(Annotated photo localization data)
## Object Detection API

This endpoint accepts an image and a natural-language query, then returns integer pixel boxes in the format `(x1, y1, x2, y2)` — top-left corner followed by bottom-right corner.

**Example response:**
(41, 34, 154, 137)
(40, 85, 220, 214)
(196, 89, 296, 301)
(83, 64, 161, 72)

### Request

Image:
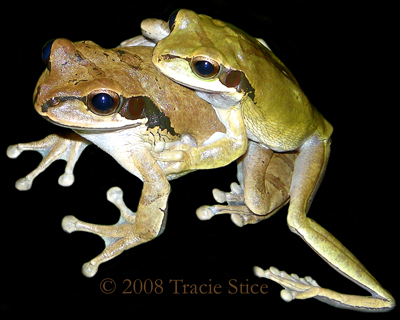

→ Exercise description: Apart from the pictures, return every entry above exactly as given.

→ Task solution:
## Object Detection API

This endpoint accepts an image and a natural-language query, then returns integer pixel boxes in the format `(x1, y1, x2, y2)` — top-left corner followed by bottom-right corner.

**Example response:**
(41, 34, 154, 137)
(40, 85, 220, 214)
(196, 89, 296, 301)
(83, 64, 161, 72)

### Request

Image:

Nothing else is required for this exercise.